BEGIN Data provided
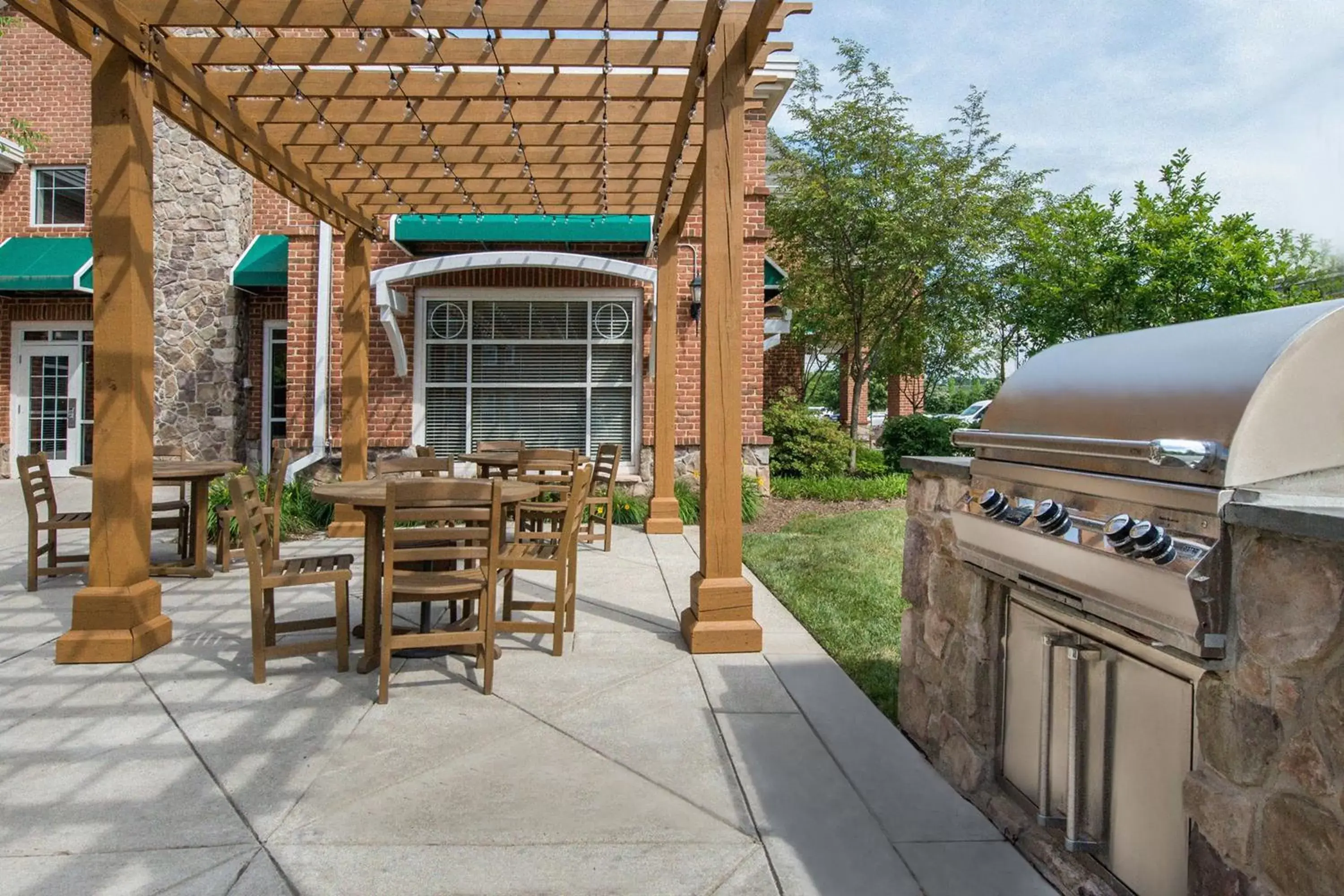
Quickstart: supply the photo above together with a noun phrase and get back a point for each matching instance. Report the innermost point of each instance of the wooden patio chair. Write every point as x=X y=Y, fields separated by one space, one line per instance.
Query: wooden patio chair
x=600 y=504
x=418 y=516
x=389 y=468
x=553 y=470
x=38 y=491
x=225 y=548
x=553 y=551
x=168 y=512
x=267 y=573
x=486 y=470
END Data provided
> Work order
Could you copy out every record exactly, minus the pictures?

> Your solution
Quickstart: supply the photo above together with a noun phrase and get back a point for each matching instance. Report the innermost point of each instance of the wooden patio chair. Write every point as x=X y=Y, fields separated by one space, one line per instance.
Query: wooden patio chair
x=600 y=504
x=418 y=516
x=389 y=468
x=553 y=470
x=38 y=491
x=225 y=548
x=553 y=551
x=168 y=512
x=267 y=573
x=486 y=470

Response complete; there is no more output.